**Task instructions**
Can you lay out every line of the entries below as a numbered list, dropping any blank lines and leaving the pictures out?

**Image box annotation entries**
------------------------
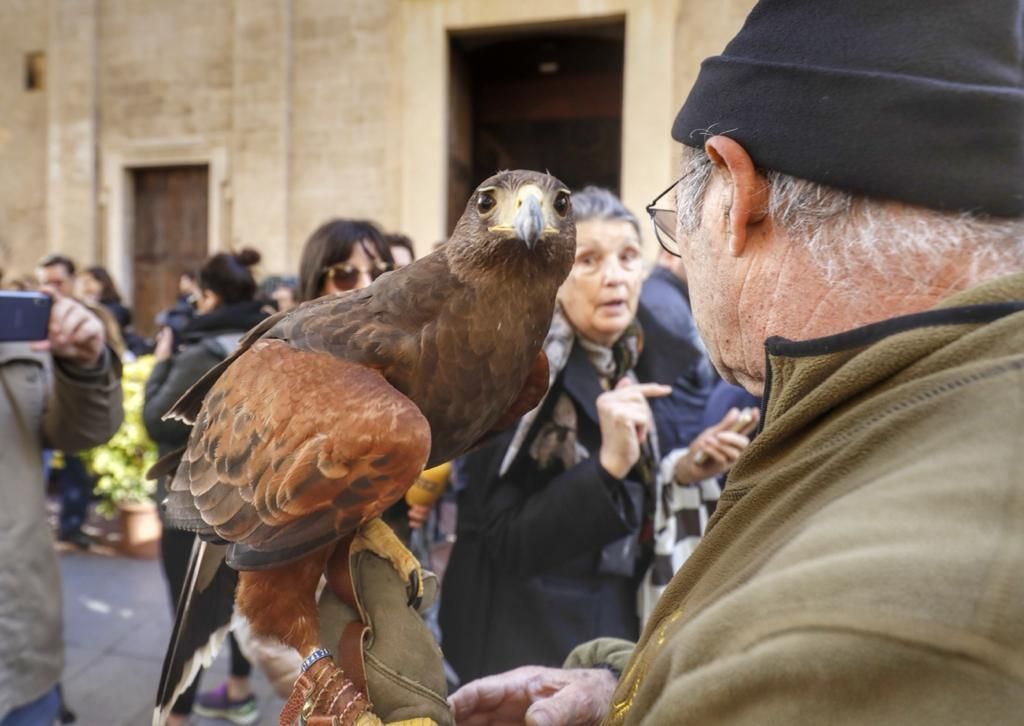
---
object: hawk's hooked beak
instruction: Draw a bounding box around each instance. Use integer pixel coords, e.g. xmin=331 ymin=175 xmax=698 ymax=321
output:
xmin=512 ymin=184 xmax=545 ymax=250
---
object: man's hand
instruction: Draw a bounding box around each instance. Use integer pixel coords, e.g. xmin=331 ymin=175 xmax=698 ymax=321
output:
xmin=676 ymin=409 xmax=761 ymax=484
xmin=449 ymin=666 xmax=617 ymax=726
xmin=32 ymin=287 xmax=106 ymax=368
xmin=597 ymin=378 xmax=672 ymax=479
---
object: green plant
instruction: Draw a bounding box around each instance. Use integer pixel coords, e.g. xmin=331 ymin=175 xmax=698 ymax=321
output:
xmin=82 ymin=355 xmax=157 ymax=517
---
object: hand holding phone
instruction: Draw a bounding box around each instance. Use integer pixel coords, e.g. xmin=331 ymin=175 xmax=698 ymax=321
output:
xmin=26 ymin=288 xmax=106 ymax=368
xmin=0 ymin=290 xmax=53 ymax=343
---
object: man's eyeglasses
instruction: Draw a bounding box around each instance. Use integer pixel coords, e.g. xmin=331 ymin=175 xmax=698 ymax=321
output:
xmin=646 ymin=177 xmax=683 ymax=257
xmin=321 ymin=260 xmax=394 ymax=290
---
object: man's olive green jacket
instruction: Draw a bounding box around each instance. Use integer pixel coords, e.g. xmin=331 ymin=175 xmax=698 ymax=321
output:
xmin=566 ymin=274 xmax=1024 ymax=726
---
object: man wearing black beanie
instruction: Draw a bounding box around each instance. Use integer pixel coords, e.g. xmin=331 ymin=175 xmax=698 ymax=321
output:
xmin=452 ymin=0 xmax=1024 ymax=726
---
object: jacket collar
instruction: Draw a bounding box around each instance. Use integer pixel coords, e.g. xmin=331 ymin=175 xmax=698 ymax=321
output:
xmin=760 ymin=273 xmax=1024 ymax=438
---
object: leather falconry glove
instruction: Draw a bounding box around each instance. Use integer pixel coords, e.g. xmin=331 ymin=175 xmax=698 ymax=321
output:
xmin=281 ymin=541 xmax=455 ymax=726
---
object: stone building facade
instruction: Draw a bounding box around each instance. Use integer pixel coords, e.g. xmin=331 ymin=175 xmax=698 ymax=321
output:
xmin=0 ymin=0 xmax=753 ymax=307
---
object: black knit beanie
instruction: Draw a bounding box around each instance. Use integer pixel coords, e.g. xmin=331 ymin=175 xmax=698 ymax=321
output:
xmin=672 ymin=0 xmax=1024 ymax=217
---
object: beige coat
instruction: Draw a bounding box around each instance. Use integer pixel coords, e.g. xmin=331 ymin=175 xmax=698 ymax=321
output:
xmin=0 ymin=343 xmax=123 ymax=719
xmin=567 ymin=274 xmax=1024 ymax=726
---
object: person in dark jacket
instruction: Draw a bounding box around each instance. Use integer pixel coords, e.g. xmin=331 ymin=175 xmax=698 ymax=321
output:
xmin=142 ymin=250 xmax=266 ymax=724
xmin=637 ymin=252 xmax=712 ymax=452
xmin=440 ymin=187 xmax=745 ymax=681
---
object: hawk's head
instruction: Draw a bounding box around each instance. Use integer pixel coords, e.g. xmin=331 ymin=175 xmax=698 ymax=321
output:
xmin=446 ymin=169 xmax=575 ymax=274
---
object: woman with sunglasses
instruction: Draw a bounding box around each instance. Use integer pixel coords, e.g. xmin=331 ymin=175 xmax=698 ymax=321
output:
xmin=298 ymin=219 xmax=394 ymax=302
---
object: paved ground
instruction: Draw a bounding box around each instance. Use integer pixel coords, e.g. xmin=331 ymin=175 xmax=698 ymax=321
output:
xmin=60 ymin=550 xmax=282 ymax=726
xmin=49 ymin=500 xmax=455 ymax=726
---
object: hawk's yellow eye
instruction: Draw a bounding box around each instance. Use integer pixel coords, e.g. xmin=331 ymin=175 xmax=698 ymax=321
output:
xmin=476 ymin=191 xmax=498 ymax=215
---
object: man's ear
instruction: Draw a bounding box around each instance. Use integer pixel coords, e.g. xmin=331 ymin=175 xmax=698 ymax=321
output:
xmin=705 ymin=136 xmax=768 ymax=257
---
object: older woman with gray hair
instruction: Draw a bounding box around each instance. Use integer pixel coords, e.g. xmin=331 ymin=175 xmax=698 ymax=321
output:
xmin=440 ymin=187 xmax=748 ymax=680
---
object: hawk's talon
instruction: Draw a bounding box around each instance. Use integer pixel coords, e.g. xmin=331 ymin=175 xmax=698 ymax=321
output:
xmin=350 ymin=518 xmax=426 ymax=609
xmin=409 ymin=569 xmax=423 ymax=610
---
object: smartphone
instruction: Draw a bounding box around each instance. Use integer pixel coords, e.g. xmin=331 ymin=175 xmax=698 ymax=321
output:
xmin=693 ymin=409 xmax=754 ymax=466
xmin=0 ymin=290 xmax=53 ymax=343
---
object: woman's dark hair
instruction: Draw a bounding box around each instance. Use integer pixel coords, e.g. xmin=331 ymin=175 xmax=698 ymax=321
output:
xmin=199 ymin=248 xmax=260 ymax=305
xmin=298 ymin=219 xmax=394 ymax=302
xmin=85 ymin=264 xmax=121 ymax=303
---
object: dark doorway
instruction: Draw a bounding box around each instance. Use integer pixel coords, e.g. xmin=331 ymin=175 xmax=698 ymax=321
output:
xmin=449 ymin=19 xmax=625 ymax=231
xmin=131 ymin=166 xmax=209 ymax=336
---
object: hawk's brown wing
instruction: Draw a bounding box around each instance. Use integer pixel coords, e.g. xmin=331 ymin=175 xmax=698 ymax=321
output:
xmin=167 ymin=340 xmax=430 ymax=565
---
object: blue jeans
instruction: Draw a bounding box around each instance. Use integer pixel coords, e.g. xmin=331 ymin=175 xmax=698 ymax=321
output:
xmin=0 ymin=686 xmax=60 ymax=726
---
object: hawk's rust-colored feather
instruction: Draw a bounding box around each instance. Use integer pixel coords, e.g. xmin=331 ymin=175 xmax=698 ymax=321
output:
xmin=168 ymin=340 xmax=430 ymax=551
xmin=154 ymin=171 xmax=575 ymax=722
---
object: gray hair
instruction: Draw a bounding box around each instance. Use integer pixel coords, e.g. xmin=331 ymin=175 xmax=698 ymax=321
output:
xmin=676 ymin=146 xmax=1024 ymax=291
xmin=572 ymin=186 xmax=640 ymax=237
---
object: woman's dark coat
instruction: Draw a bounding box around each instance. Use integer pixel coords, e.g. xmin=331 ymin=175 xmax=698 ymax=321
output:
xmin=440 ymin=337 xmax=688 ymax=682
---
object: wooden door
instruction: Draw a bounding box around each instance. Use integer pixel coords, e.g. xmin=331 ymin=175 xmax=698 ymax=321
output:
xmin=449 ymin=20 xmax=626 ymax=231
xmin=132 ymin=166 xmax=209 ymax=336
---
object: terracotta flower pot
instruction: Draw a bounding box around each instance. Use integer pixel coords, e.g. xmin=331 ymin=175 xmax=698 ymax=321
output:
------------------------
**The solution**
1. ---
2. object: hawk's hooked beak
3. instruction: Draw a bounding box around each instance. Use integer pixel coords, e.g. xmin=331 ymin=175 xmax=698 ymax=321
4. output:
5. xmin=512 ymin=184 xmax=545 ymax=250
6. ---
7. object: man's hand
8. instruction: Draw a bounding box around each instance. Use integer pixel coords, e.g. xmin=331 ymin=175 xmax=698 ymax=321
9. output:
10. xmin=676 ymin=409 xmax=761 ymax=484
11. xmin=449 ymin=666 xmax=617 ymax=726
12. xmin=32 ymin=287 xmax=106 ymax=368
13. xmin=597 ymin=378 xmax=672 ymax=479
14. ---
15. object: green plant
16. instruction: Draw a bounding box around each instance. Use integer pixel coords, e.g. xmin=331 ymin=175 xmax=698 ymax=321
17. output:
18. xmin=82 ymin=355 xmax=157 ymax=517
19. ---
20. object: hand holding phone
21. instruction: Draw a bounding box around each instance. Use integer pixel coords, e.g. xmin=331 ymin=175 xmax=698 ymax=321
22. output:
23. xmin=26 ymin=288 xmax=106 ymax=368
24. xmin=0 ymin=290 xmax=53 ymax=343
25. ---
26. object: man's eyeglasses
27. instruction: Draw a bounding box around each instance. Use integer pixel coords, e.g. xmin=331 ymin=175 xmax=698 ymax=321
28. output:
29. xmin=646 ymin=177 xmax=683 ymax=257
30. xmin=321 ymin=260 xmax=394 ymax=290
31. ---
32. object: man's olive green jacket
33. instruction: Draw a bounding box around each instance. Use integer pixel coords, e.g. xmin=331 ymin=175 xmax=698 ymax=321
34. output:
35. xmin=566 ymin=274 xmax=1024 ymax=726
36. ---
37. object: man wearing black beanie
38. instruction: Draw a bounding box around each instance. Use integer pixel coords, e.g. xmin=331 ymin=175 xmax=698 ymax=321
39. output:
40. xmin=452 ymin=0 xmax=1024 ymax=726
41. ---
42. object: jacket collar
43. instruction: Draw a bounding box around each instance. Use integer pixel coords, e.g. xmin=331 ymin=175 xmax=698 ymax=321
44. output:
45. xmin=760 ymin=273 xmax=1024 ymax=438
46. ---
47. object: leather falconry glove
48. instruction: Draw a bounding box around each instance. Use integer pixel coords, e.g. xmin=331 ymin=175 xmax=698 ymax=321
49. output:
50. xmin=281 ymin=541 xmax=455 ymax=726
51. ---
52. object: stone building facade
53. instruction: Draw a bounding box around each instance. Use integer pixel coords, e.g. xmin=331 ymin=175 xmax=698 ymax=321
54. output:
55. xmin=0 ymin=0 xmax=753 ymax=307
56. ---
57. object: black knit beanie
58. instruction: Draw a bounding box around each instance. Use integer pixel coords, e.g. xmin=331 ymin=175 xmax=698 ymax=321
59. output:
60. xmin=672 ymin=0 xmax=1024 ymax=217
61. ---
62. object: beige coat
63. instruction: Draw a bounding box around each instance. Use integer pixel coords, e.g. xmin=331 ymin=175 xmax=698 ymax=321
64. output:
65. xmin=0 ymin=343 xmax=123 ymax=719
66. xmin=567 ymin=274 xmax=1024 ymax=726
67. ---
68. object: person in dark jacket
69. instruction: Draw a bounding box around each instance. Use integer pixel coords, e.g. xmin=331 ymin=175 xmax=698 ymax=321
70. output:
71. xmin=142 ymin=250 xmax=266 ymax=724
72. xmin=637 ymin=252 xmax=712 ymax=452
73. xmin=440 ymin=187 xmax=745 ymax=681
74. ---
75. object: hawk's head
76. instruction: Draw a bounding box around each instance. Use integer pixel coords, e.g. xmin=331 ymin=175 xmax=698 ymax=321
77. output:
78. xmin=446 ymin=169 xmax=575 ymax=274
79. ---
80. object: woman with sunglasses
81. instruction: Draw a bounding box around each instance. Use integer pixel coords, e.g. xmin=331 ymin=175 xmax=698 ymax=321
82. output:
83. xmin=298 ymin=219 xmax=394 ymax=302
84. ---
85. object: paved ground
86. instruction: Draw a bounding box around each instance. Use integer pixel coords, e.g. xmin=331 ymin=175 xmax=698 ymax=321
87. output:
88. xmin=60 ymin=550 xmax=282 ymax=726
89. xmin=49 ymin=500 xmax=455 ymax=726
90. ---
91. object: hawk's yellow eye
92. instruction: Draw a bounding box around each instance. Use integer pixel coords, e.g. xmin=331 ymin=175 xmax=698 ymax=321
93. output:
94. xmin=476 ymin=191 xmax=498 ymax=215
95. ---
96. object: man's ear
97. instruction: Draw a bounding box around each instance. Use integer pixel coords, e.g. xmin=331 ymin=175 xmax=698 ymax=321
98. output:
99. xmin=705 ymin=136 xmax=768 ymax=257
100. ---
101. object: older woman with gray hair
102. instruction: Draw a bounding box around each instance. Use integer pixel coords, e.g. xmin=331 ymin=175 xmax=698 ymax=321
103. output:
104. xmin=440 ymin=187 xmax=748 ymax=680
105. ---
106. object: hawk's talon
107. instruction: Draw a bounding box around each instance. Use integer pixel coords, e.g. xmin=331 ymin=175 xmax=698 ymax=321
108. output:
109. xmin=350 ymin=518 xmax=426 ymax=609
110. xmin=409 ymin=569 xmax=423 ymax=610
111. ---
112. object: smartphone
113. instruction: Draw a bounding box around each instance. Use integer pixel coords, e.g. xmin=331 ymin=175 xmax=698 ymax=321
114. output:
115. xmin=693 ymin=409 xmax=754 ymax=466
116. xmin=0 ymin=290 xmax=53 ymax=343
117. ---
118. object: woman's dark hair
119. instruction: Draw a bounding box around each instance. Use integer pixel coords, e.g. xmin=331 ymin=175 xmax=698 ymax=321
120. output:
121. xmin=199 ymin=248 xmax=260 ymax=305
122. xmin=298 ymin=219 xmax=394 ymax=302
123. xmin=85 ymin=264 xmax=121 ymax=303
124. ---
125. object: dark doorway
126. instruction: Draw a bounding box around each instance. Use integer pixel coords, e.g. xmin=331 ymin=175 xmax=698 ymax=321
127. output:
128. xmin=449 ymin=19 xmax=625 ymax=231
129. xmin=131 ymin=166 xmax=209 ymax=336
130. ---
131. object: hawk's brown wing
132. instruction: Draw a bounding box around each instance. Use integer pixel coords, e.g. xmin=331 ymin=175 xmax=698 ymax=321
133. output:
134. xmin=167 ymin=340 xmax=430 ymax=565
135. ---
136. object: blue jeans
137. instruction: Draw a bounding box around each instance. Use integer pixel coords, e.g. xmin=331 ymin=175 xmax=698 ymax=321
138. output:
139. xmin=0 ymin=686 xmax=60 ymax=726
140. ---
141. object: hawk's rust-colored feather
142. instruction: Draw a bounding box around each instance. Use integer pixel coords, e.g. xmin=331 ymin=175 xmax=698 ymax=321
143. output:
144. xmin=168 ymin=340 xmax=430 ymax=551
145. xmin=154 ymin=171 xmax=575 ymax=722
146. ---
147. object: gray hair
148. instruction: Draw a bounding box around each instance. Use integer pixel coords, e.g. xmin=331 ymin=175 xmax=698 ymax=321
149. output:
150. xmin=676 ymin=146 xmax=1024 ymax=291
151. xmin=572 ymin=186 xmax=640 ymax=237
152. ---
153. object: woman's dark coat
154. instruction: Draw a bounding box around each instance. Use integer pixel coords, e.g. xmin=331 ymin=175 xmax=698 ymax=321
155. output:
156. xmin=440 ymin=337 xmax=688 ymax=682
157. ---
158. object: wooden door
159. instruction: Draw a bounding box around each instance. Use integer pixel coords, e.g. xmin=331 ymin=175 xmax=698 ymax=321
160. output:
161. xmin=449 ymin=20 xmax=626 ymax=231
162. xmin=132 ymin=166 xmax=209 ymax=336
163. ---
164. object: terracotta flower pot
165. instruction: Draw a bounding box around each instance. Use integer pixel coords, e.g. xmin=331 ymin=175 xmax=698 ymax=321
166. output:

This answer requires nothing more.